--- RECORDS FOR THE TASK ---

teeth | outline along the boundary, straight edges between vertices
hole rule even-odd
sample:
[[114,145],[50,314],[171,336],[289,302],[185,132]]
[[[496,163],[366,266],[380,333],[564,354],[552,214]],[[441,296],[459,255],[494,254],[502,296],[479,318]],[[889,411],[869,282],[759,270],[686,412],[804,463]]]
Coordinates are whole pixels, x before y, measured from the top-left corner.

---
--- RECORDS FOR THE TASK ---

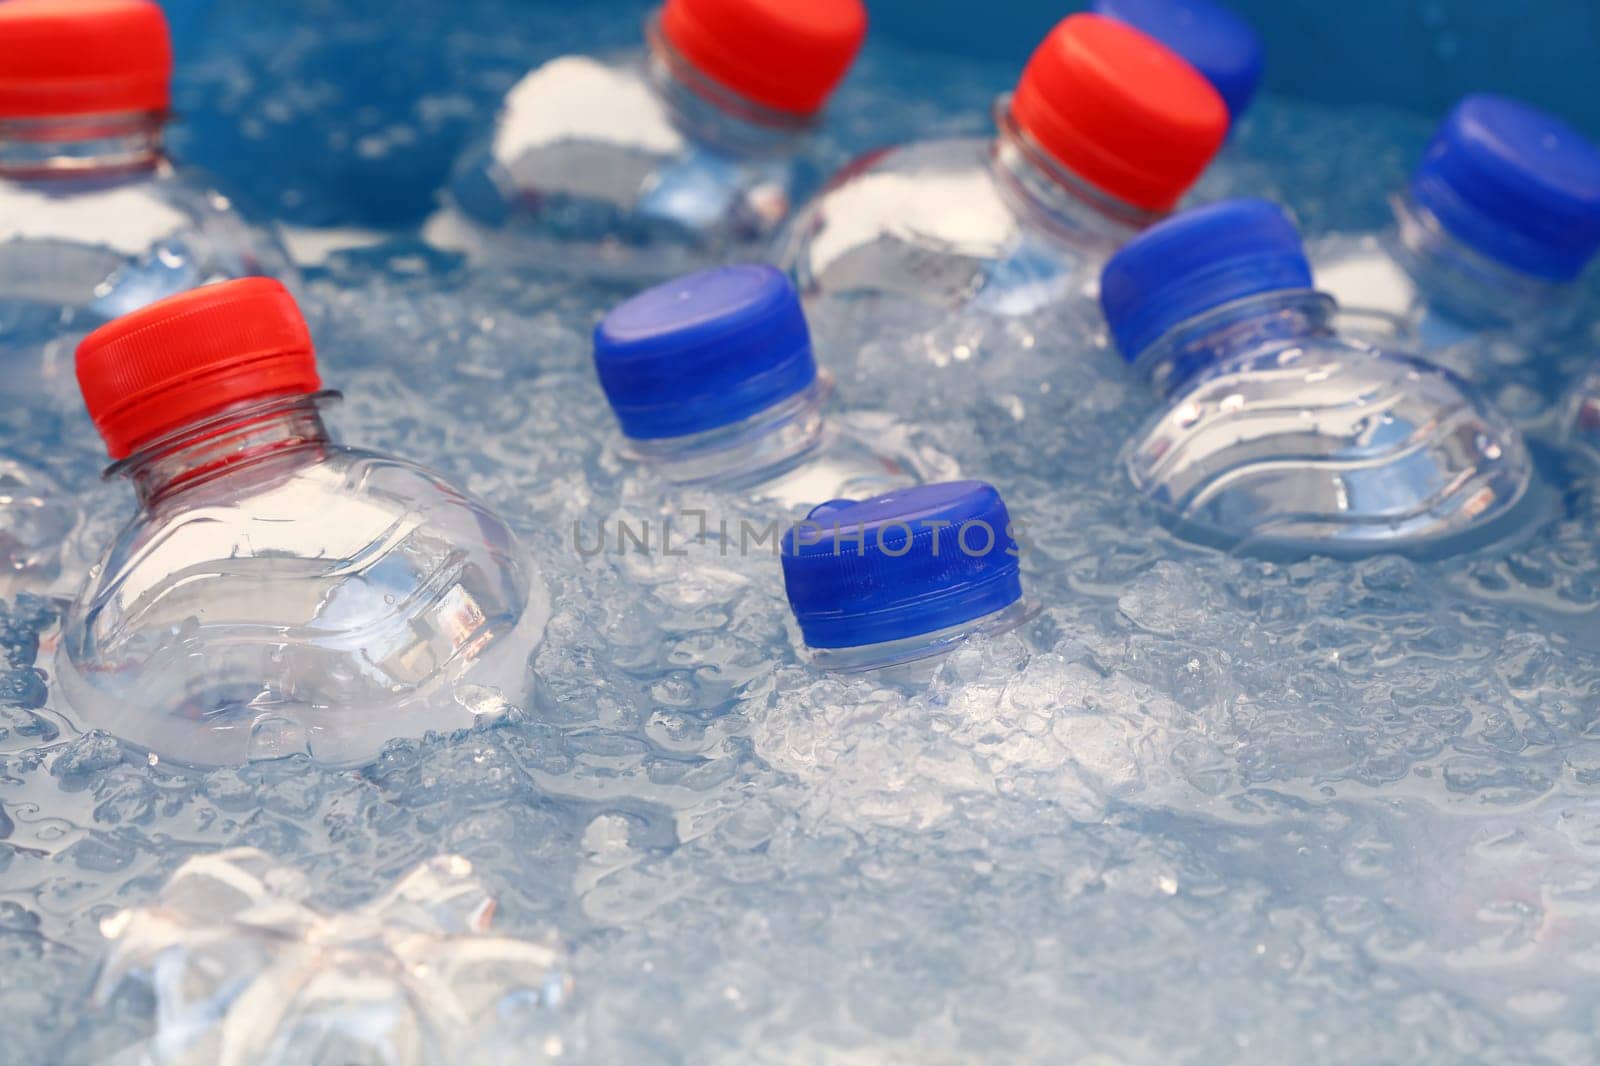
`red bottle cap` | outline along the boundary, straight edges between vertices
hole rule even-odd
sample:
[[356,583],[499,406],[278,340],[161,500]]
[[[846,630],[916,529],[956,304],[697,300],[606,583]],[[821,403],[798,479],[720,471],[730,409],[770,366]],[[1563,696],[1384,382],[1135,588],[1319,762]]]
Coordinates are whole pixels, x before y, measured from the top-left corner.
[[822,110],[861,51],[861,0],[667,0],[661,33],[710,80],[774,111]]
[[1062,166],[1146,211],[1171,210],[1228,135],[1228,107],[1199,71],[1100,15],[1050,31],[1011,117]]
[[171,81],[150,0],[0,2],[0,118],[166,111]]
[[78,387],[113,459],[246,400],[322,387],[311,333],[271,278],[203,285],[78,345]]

---

What lines in the material above contain the word "boundary"? Copy them out.

teeth | outline along the boundary, straight edges between vertices
`red bottle cap` | outline along the boundary, straight edges between vertices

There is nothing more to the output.